• **Exercise instructions**
Nothing but the line holding "machinery in the photo above." and the lines after it, through the end of the records, should be set down, each exactly as it is.

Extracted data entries
+++++
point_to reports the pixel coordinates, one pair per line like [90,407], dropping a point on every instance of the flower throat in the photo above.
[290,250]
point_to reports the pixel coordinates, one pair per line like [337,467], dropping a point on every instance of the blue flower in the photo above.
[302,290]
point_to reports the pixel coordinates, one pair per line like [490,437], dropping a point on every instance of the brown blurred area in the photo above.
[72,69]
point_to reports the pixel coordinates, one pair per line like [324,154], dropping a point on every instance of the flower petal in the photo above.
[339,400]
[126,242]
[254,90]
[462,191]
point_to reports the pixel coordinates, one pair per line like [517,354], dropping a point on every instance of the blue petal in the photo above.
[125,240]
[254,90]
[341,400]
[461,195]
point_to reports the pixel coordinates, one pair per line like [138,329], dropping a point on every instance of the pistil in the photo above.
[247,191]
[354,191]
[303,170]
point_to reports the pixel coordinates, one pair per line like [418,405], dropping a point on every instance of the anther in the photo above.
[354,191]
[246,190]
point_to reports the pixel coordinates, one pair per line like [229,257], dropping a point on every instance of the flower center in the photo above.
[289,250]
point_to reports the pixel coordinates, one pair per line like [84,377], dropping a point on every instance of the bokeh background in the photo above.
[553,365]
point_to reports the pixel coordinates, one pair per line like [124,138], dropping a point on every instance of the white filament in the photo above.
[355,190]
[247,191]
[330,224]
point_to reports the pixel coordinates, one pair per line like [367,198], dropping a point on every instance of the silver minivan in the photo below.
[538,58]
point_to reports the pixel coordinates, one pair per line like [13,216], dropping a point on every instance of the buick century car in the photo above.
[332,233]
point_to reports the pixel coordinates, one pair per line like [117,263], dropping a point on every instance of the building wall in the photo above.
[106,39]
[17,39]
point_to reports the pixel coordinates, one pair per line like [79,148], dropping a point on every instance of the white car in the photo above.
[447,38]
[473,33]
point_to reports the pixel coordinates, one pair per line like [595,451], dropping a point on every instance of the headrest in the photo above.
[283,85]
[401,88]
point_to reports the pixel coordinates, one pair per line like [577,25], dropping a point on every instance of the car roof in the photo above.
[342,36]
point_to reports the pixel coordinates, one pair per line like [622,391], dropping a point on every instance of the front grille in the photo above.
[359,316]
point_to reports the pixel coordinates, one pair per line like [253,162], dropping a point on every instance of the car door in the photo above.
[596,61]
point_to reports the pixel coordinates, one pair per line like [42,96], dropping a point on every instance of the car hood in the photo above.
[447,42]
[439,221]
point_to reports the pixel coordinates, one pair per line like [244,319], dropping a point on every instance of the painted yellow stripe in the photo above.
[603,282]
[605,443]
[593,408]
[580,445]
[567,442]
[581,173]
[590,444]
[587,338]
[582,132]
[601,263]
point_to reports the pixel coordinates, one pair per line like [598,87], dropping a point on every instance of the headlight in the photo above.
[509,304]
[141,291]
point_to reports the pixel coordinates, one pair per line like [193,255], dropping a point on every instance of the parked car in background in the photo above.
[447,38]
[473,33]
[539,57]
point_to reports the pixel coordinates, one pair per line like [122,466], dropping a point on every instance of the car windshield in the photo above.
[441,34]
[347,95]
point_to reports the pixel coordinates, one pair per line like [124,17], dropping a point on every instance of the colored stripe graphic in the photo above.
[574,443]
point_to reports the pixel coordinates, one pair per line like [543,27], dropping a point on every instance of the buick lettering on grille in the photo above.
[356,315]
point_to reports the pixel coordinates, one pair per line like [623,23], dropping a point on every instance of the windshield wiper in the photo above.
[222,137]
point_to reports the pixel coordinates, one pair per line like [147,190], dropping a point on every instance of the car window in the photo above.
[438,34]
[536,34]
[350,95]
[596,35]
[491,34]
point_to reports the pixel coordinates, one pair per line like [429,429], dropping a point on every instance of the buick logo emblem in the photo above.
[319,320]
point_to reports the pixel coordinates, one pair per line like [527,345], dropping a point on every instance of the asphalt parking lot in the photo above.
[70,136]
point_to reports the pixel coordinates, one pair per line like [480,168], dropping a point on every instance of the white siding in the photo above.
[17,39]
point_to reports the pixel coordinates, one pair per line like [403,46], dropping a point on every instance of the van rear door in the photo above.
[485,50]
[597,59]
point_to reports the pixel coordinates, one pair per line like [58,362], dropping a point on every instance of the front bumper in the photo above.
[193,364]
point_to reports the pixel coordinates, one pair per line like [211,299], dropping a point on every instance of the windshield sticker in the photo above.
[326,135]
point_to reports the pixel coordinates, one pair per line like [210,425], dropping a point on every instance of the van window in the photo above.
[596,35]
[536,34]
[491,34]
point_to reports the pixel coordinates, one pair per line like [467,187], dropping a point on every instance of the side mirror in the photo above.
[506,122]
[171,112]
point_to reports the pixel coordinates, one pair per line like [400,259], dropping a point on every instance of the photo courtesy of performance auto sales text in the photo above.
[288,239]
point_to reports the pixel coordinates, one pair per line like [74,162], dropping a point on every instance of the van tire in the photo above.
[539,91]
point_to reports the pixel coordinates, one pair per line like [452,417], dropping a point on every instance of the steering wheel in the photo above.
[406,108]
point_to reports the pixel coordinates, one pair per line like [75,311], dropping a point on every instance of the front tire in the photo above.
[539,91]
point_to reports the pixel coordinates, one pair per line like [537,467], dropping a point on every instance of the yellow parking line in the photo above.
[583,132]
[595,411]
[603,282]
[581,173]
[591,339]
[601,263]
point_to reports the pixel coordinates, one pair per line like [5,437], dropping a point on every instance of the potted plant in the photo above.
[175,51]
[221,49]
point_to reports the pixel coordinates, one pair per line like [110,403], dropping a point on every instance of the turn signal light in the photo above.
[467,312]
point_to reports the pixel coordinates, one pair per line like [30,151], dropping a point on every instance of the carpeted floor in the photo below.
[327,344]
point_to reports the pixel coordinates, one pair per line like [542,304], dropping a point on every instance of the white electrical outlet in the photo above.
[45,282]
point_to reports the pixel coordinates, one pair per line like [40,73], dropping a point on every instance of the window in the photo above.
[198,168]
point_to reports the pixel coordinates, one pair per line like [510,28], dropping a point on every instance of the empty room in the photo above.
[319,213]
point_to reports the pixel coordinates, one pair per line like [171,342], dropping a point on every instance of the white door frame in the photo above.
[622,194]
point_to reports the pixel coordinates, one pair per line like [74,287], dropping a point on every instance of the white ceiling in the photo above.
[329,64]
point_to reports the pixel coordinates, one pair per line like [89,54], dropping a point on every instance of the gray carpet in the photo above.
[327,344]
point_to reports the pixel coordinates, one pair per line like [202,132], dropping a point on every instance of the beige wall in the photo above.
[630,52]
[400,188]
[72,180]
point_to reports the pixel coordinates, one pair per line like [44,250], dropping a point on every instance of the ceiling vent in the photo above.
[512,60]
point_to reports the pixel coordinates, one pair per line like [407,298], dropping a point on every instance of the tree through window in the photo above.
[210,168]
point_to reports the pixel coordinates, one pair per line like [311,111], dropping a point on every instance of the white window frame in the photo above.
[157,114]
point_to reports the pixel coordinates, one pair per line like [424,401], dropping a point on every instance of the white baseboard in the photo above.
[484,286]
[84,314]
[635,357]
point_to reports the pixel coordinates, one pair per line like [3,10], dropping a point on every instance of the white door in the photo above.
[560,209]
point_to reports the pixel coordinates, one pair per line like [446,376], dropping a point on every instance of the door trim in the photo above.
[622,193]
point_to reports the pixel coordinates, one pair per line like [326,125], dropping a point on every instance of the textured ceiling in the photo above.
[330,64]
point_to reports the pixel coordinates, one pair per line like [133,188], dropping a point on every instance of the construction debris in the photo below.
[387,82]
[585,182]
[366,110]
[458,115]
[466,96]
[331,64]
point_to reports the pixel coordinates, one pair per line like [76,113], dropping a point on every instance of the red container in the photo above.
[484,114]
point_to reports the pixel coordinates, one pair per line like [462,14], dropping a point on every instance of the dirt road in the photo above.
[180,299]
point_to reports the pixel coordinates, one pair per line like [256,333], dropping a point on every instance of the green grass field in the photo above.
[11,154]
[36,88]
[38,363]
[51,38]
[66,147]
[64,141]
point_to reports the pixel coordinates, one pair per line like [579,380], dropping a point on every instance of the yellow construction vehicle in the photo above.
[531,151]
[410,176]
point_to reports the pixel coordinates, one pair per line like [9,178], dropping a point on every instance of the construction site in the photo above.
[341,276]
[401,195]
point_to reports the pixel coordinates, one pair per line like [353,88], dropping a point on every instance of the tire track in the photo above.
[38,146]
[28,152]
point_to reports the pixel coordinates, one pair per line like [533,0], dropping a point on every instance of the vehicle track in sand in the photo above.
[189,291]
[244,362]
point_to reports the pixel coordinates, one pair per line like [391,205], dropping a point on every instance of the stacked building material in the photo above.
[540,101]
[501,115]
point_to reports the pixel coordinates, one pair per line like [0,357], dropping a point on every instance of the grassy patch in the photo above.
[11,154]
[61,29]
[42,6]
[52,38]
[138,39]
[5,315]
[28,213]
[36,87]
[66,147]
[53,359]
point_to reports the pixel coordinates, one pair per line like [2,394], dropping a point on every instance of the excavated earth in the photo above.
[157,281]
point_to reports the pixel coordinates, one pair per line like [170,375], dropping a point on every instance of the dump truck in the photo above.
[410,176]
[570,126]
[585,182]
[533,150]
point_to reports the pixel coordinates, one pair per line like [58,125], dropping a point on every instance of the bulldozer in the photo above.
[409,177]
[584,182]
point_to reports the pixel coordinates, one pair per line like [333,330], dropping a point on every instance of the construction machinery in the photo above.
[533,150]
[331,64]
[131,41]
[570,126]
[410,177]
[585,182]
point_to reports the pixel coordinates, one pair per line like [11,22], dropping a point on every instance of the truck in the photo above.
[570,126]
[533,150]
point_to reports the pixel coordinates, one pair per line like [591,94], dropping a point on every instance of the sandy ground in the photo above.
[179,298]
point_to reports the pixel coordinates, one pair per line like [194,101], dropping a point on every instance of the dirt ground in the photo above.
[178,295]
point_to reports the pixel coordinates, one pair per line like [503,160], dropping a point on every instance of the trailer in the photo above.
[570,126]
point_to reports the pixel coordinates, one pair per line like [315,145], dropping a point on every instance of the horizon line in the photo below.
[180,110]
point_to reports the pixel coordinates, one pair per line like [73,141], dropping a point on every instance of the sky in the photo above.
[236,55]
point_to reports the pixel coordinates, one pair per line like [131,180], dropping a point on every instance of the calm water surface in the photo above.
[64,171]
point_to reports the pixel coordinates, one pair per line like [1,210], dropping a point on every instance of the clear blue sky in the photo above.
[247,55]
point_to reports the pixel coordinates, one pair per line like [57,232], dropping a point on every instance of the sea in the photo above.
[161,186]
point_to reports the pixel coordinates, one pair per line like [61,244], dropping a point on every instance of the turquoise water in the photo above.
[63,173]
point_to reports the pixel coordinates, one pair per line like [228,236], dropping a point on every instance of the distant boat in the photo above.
+++++
• **Exercise answer**
point_to reports the pixel coordinates, one pair per line like [333,330], dropping a point on every instance of the construction machinery in the photo above.
[533,150]
[331,64]
[131,41]
[570,126]
[410,177]
[585,182]
point_to reports the pixel coordinates, one pair per line like [11,22], dropping a point on every instance of the truck in the photo above.
[570,126]
[533,150]
point_to reports the pixel coordinates, one pair per line like [591,94], dropping a point on every instance of the sandy ground in the photo above.
[179,298]
point_to reports the pixel coordinates, one pair per line like [194,101], dropping a point on every instance of the dirt ground in the photo above.
[178,295]
point_to reports the pixel coordinates, one pair per line like [503,160], dropping a point on every instance of the trailer in the photo above.
[570,126]
point_to reports the pixel coordinates, one pair per line like [315,145], dropping a point on every instance of the horizon line in the photo below.
[180,110]
point_to reports the pixel coordinates, one pair per line like [73,141], dropping a point on every instance of the sky in the photo above.
[236,55]
point_to reports the pixel coordinates, one pair per line like [131,180], dropping a point on every instance of the calm water surface in the photo above.
[64,171]
point_to reports the pixel coordinates, one pair per line like [1,210], dropping a point on every instance of the clear blue sky in the photo above.
[247,55]
point_to reports the pixel coordinates, one pair per line like [57,232], dropping a point on every instance of the sea in the photo above.
[161,186]
point_to reports the pixel coordinates, one pair per line like [61,244], dropping a point on every instance of the turquoise water in the photo above.
[63,173]
point_to reports the pixel coordinates, one pair per line like [228,236], dropping a point on every instance of the distant boat in the photo above.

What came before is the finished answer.